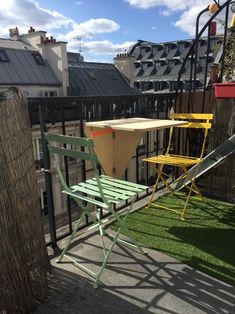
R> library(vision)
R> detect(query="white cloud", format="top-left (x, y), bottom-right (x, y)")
top-left (0, 0), bottom-right (72, 36)
top-left (59, 18), bottom-right (120, 40)
top-left (124, 0), bottom-right (224, 36)
top-left (125, 0), bottom-right (194, 11)
top-left (68, 40), bottom-right (136, 56)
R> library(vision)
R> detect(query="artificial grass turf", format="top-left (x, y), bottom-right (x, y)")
top-left (112, 195), bottom-right (235, 286)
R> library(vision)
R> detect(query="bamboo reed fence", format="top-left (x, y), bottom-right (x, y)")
top-left (0, 96), bottom-right (49, 314)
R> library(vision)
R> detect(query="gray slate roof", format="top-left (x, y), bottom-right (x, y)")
top-left (0, 38), bottom-right (59, 86)
top-left (68, 62), bottom-right (138, 96)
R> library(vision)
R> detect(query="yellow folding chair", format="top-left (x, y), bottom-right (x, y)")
top-left (143, 113), bottom-right (213, 220)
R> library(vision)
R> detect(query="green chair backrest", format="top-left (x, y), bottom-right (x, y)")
top-left (44, 133), bottom-right (102, 193)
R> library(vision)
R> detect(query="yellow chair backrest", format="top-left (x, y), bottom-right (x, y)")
top-left (167, 113), bottom-right (213, 159)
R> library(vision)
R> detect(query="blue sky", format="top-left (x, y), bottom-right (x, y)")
top-left (0, 0), bottom-right (222, 62)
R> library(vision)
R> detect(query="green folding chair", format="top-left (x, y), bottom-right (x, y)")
top-left (45, 133), bottom-right (148, 288)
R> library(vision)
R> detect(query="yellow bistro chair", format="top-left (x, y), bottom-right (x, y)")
top-left (143, 113), bottom-right (213, 220)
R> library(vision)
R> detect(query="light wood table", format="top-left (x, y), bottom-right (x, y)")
top-left (85, 118), bottom-right (187, 179)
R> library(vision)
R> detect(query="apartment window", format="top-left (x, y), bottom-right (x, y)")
top-left (44, 90), bottom-right (57, 97)
top-left (40, 189), bottom-right (48, 216)
top-left (33, 138), bottom-right (44, 170)
top-left (0, 50), bottom-right (9, 62)
top-left (67, 133), bottom-right (77, 162)
top-left (32, 53), bottom-right (45, 65)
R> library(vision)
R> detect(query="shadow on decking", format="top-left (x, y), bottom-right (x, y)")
top-left (36, 228), bottom-right (235, 314)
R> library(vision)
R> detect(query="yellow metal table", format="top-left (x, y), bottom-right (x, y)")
top-left (85, 118), bottom-right (187, 179)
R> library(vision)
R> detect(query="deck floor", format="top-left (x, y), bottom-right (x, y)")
top-left (35, 228), bottom-right (235, 314)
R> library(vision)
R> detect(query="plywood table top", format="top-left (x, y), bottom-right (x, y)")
top-left (86, 118), bottom-right (187, 132)
top-left (85, 118), bottom-right (187, 178)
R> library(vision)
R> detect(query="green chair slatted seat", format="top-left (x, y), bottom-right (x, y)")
top-left (44, 133), bottom-right (148, 287)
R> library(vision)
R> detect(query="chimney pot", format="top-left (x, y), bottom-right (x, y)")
top-left (210, 22), bottom-right (216, 36)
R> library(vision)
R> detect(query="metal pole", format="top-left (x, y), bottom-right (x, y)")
top-left (38, 105), bottom-right (57, 249)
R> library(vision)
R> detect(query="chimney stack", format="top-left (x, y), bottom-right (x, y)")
top-left (9, 27), bottom-right (19, 37)
top-left (210, 22), bottom-right (216, 36)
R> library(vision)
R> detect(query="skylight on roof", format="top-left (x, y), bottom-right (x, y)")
top-left (32, 52), bottom-right (45, 65)
top-left (0, 50), bottom-right (9, 62)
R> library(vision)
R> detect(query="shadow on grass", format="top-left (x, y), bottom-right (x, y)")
top-left (169, 227), bottom-right (235, 286)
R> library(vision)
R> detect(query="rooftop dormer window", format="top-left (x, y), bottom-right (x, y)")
top-left (0, 50), bottom-right (9, 62)
top-left (32, 52), bottom-right (45, 65)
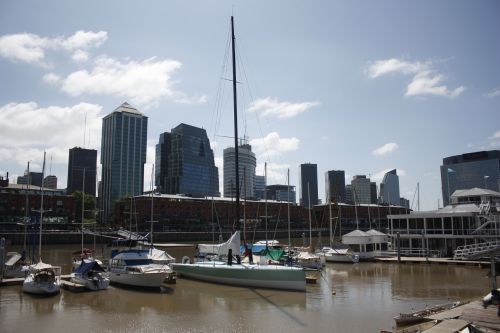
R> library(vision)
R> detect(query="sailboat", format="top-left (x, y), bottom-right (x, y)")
top-left (23, 152), bottom-right (61, 296)
top-left (172, 16), bottom-right (306, 291)
top-left (70, 168), bottom-right (109, 291)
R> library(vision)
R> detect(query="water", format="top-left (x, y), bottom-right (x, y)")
top-left (0, 245), bottom-right (489, 333)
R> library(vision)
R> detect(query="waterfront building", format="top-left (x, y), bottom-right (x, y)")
top-left (43, 175), bottom-right (57, 190)
top-left (351, 175), bottom-right (372, 204)
top-left (379, 169), bottom-right (400, 205)
top-left (223, 143), bottom-right (257, 199)
top-left (299, 163), bottom-right (318, 208)
top-left (389, 188), bottom-right (500, 256)
top-left (253, 175), bottom-right (266, 202)
top-left (441, 150), bottom-right (500, 206)
top-left (17, 171), bottom-right (43, 187)
top-left (325, 170), bottom-right (346, 203)
top-left (100, 103), bottom-right (148, 222)
top-left (162, 124), bottom-right (220, 197)
top-left (67, 147), bottom-right (97, 197)
top-left (155, 132), bottom-right (172, 193)
top-left (266, 185), bottom-right (295, 203)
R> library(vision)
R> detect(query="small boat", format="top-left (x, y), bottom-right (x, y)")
top-left (320, 246), bottom-right (359, 263)
top-left (70, 259), bottom-right (109, 291)
top-left (108, 240), bottom-right (175, 288)
top-left (3, 252), bottom-right (28, 278)
top-left (394, 302), bottom-right (462, 326)
top-left (23, 261), bottom-right (61, 296)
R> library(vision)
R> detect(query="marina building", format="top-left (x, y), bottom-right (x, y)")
top-left (389, 188), bottom-right (500, 256)
top-left (67, 147), bottom-right (97, 197)
top-left (223, 143), bottom-right (257, 199)
top-left (155, 124), bottom-right (220, 197)
top-left (441, 150), bottom-right (500, 206)
top-left (299, 163), bottom-right (318, 208)
top-left (325, 170), bottom-right (346, 203)
top-left (379, 169), bottom-right (401, 205)
top-left (100, 103), bottom-right (148, 222)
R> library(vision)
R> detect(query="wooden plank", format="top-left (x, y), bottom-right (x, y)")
top-left (424, 319), bottom-right (469, 333)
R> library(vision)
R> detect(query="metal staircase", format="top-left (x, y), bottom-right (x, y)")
top-left (453, 240), bottom-right (500, 260)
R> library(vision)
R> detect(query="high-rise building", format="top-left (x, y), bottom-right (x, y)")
top-left (253, 175), bottom-right (266, 200)
top-left (100, 103), bottom-right (148, 221)
top-left (43, 175), bottom-right (57, 190)
top-left (266, 185), bottom-right (295, 203)
top-left (441, 150), bottom-right (500, 206)
top-left (227, 144), bottom-right (257, 199)
top-left (66, 147), bottom-right (97, 197)
top-left (155, 132), bottom-right (172, 193)
top-left (164, 124), bottom-right (220, 197)
top-left (351, 175), bottom-right (372, 204)
top-left (299, 163), bottom-right (318, 208)
top-left (17, 171), bottom-right (43, 186)
top-left (379, 169), bottom-right (401, 206)
top-left (370, 182), bottom-right (377, 204)
top-left (325, 170), bottom-right (346, 203)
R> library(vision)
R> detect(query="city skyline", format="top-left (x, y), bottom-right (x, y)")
top-left (0, 1), bottom-right (500, 209)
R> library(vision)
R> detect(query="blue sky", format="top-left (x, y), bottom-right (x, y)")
top-left (0, 0), bottom-right (500, 209)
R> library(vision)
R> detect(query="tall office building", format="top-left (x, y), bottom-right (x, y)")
top-left (164, 124), bottom-right (220, 197)
top-left (100, 103), bottom-right (148, 221)
top-left (66, 147), bottom-right (97, 197)
top-left (299, 163), bottom-right (318, 208)
top-left (351, 175), bottom-right (372, 204)
top-left (325, 170), bottom-right (346, 203)
top-left (441, 150), bottom-right (500, 206)
top-left (253, 175), bottom-right (267, 200)
top-left (155, 132), bottom-right (172, 193)
top-left (227, 144), bottom-right (257, 198)
top-left (379, 169), bottom-right (401, 206)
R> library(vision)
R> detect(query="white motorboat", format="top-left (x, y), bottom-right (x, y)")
top-left (23, 261), bottom-right (61, 296)
top-left (70, 259), bottom-right (109, 291)
top-left (108, 241), bottom-right (175, 288)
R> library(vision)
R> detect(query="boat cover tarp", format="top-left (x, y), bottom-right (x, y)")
top-left (5, 253), bottom-right (22, 266)
top-left (198, 231), bottom-right (241, 255)
top-left (263, 248), bottom-right (285, 260)
top-left (75, 260), bottom-right (104, 275)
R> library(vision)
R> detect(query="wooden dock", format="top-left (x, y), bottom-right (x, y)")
top-left (375, 257), bottom-right (490, 268)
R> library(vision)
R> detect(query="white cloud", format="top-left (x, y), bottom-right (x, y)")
top-left (372, 142), bottom-right (399, 156)
top-left (367, 58), bottom-right (465, 98)
top-left (0, 30), bottom-right (108, 67)
top-left (248, 97), bottom-right (319, 119)
top-left (250, 132), bottom-right (300, 157)
top-left (0, 102), bottom-right (103, 169)
top-left (370, 168), bottom-right (406, 183)
top-left (485, 87), bottom-right (500, 98)
top-left (55, 57), bottom-right (182, 106)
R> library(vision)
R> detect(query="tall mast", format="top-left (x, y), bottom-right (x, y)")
top-left (231, 16), bottom-right (240, 230)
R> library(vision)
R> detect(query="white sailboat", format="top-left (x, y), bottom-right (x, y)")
top-left (172, 16), bottom-right (306, 291)
top-left (23, 152), bottom-right (61, 296)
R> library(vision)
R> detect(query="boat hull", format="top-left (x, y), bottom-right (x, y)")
top-left (172, 262), bottom-right (306, 291)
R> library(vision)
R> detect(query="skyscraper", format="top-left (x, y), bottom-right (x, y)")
- - - -
- **AIM**
How many lines of the records above contain the string "metal"? Matching is case-sensitive; give only the number.

- **RESULT OF THE TASK**
3